--- start of Entries supplied ---
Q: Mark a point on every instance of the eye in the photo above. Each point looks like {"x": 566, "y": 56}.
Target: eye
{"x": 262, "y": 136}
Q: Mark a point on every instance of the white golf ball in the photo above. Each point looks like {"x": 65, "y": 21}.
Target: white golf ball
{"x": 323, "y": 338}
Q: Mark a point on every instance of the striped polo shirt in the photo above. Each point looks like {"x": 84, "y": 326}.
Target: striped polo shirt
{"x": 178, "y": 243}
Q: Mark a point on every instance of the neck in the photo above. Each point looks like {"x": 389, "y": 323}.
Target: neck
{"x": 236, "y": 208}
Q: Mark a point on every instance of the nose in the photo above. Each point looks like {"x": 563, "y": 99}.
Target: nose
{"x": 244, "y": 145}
--- end of Entries supplied ---
Task brief:
Reproduce every line of the listing above, requests included, and add -119 to each x and y coordinate in the answer points. Leave all numbers in the requests and their sample formats unchanged.

Output for this exercise:
Q: Mark a point on every instance of the eye in the photo above. Each point looks like {"x": 566, "y": 56}.
Target: eye
{"x": 143, "y": 17}
Q: Mark a point on every instance of the white golf ball in the photo above. Each point looks like {"x": 65, "y": 21}.
Target: white golf ball
{"x": 204, "y": 219}
Q: Mark a point on every instance of the striped polo shirt in the photo above. Each point looks like {"x": 84, "y": 326}.
Target: striped polo shirt
{"x": 59, "y": 124}
Q: Mark a point on every instance of the neck in the photo above. Each point looks like {"x": 389, "y": 323}.
Target: neck
{"x": 117, "y": 89}
Q: Mark a point on every instance of the nose in the photo above. Each point looks like {"x": 563, "y": 99}.
Target: nose
{"x": 125, "y": 26}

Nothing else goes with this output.